> **Passage provided**

========================================================================

4. TV2 is SD only. Note that TV2 is an _output_ and the 2nd satellite _tuner_ is fully capable of recording HD that can by viewed in HD on TV1. Everything viewed on TV2 is downconverted.

6. Some EKB pages may be of interest: Dish 1000, ViP622, Dish HD channels

TimL,
There are no Dish HD locals on 148.


----------



## TimL (Apr 24, 2002)

BobaBird:
Thanks for the clarification of Dish locals on 148..Small update..I just today purchased a JVC 30" HDTV..Took me awhile to figure out the setup but now having it work as my TV2 on the 522. Without an antenna I am picking up WDLI 17 Canton and WNEO 45 Alliance-PBS. Am waiting for my Dish 622 install scheduled between 12-5 today. The HDTV will be my TV1 then with my 35" Panasonic being TV2..


----------



## Cokeswigga (Jan 25, 2005)

TimL said:


> The HD locals are either on 61.5 or 148 degree Satellites, so if you want Dish
> 
> I hope I helped you a little bit. Others may correct me on some things. I have been reading up in preparation for my own install. A lot of information to soak in..Good luck..
> 
> Edit:Cokeswigga above really laid out thing well for you..


Actually for L.A. the locals are on 129. For HD you will need a 1000 or a 2-dish setup

http://ekb.dbstalk.com/129list.htm


----------



## Jim5506 (Jun 7, 2004)

Each tuner can see only one satellite at a time, but with multiple tuners you can watch different satellites simultaneoously, and can switch to any channel you are approved to receive.


----------



## bestivo (Feb 14, 2007)

Thanks for all the replies,

I will probably need to get at least 2 different tuners as we're getting 3 HDTVs.


The TV2 is very nice on the 622 but only SD kinda sux.

========================================================================

> **Exercise set**
**a.** In the forum thread about Dish satellite HD setups, which two stations did TimL pick up on the new HDTV without an antenna?
**b.** Carry on the forum thread about Dish satellite HD setups from the point where it stops.

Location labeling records
========================================================================

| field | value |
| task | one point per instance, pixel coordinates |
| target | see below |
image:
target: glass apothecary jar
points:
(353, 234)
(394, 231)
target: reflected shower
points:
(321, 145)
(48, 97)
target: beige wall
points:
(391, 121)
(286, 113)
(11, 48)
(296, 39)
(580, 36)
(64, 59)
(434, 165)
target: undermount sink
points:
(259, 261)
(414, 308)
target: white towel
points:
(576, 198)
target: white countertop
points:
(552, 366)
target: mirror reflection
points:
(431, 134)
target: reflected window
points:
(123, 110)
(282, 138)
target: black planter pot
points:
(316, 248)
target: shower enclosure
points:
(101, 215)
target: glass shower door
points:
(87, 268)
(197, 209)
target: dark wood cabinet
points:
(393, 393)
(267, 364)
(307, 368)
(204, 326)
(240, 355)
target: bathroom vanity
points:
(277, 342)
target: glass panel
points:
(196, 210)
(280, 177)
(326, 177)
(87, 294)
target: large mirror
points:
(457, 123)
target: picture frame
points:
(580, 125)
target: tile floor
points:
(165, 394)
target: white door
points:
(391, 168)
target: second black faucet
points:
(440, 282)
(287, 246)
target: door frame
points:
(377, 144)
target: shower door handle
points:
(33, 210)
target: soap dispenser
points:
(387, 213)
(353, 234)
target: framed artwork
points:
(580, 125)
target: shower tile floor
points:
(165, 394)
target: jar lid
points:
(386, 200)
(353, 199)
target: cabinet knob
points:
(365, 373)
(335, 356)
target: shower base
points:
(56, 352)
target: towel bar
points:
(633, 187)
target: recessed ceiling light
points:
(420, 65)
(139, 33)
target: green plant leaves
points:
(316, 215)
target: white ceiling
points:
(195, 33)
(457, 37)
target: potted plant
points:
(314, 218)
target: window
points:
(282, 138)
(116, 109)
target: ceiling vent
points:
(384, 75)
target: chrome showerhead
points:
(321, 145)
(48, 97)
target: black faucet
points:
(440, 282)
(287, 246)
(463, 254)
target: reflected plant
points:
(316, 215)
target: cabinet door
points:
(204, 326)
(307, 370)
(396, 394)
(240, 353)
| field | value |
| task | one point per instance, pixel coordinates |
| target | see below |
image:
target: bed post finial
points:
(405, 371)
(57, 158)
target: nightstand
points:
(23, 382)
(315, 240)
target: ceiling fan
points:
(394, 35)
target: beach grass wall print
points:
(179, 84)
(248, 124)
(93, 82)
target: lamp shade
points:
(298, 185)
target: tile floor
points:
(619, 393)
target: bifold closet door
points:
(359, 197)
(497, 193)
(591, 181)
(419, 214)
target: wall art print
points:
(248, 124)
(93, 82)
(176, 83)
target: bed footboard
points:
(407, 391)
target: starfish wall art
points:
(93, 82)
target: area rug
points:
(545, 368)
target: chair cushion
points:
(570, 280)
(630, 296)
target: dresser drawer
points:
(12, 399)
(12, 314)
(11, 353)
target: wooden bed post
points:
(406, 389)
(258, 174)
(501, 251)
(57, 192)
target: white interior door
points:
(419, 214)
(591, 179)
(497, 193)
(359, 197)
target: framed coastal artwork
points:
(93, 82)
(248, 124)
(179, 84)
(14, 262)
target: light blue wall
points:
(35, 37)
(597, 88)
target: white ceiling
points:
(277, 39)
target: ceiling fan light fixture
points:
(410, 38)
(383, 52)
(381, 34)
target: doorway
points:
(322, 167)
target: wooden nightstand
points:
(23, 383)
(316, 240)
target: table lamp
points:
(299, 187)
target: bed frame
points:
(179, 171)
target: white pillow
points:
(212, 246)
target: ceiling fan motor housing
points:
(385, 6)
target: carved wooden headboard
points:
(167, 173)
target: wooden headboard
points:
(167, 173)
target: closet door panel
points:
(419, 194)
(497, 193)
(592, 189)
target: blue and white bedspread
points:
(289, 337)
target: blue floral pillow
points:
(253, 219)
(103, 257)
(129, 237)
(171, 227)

========================================================================

> **Written responses**
**a.** WDLI 17 Canton and WNEO 45 Alliance-PBS.

**b.**
----------



## quizzer (Aug 29, 2006)

I stay in orange county (92653) and my patio can see only 61.5 E*), 95, 101 (DTV) and not 110/119/129.

I have DTV for english and some international channels on E*.

If i want to go for HD, please advise me on the following:

1. DTV is ruled out since their HD satellites are on 110/119 (When will they put their HD stuff in soon to be launched 99/103)?

2. Can i get VOOM HD channels and NY local HD's from E*since LA locals are on 129?

3. If i choose 3 option:

- what all HD channels will i lose out that arent there in 61.5?
-monthly price and one time charge for it?

Thanks,


----------



## garys (Nov 4, 2005)

Dish will not sell you the HD package if you cannot get the two sat needed for them, nor will the give out of market locals. Looks like you are 0 for 2 with Dish.


----------



## quizzer (Aug 29, 2006)

garys said:


> Dish will not sell you the HD package if you cannot get the two sat needed for them, nor will the give out of market locals. Looks like you are 0 for 2 with Dish.


Thanks for responding.

I need to wait till DTV mirrors the HD feed in 99/103.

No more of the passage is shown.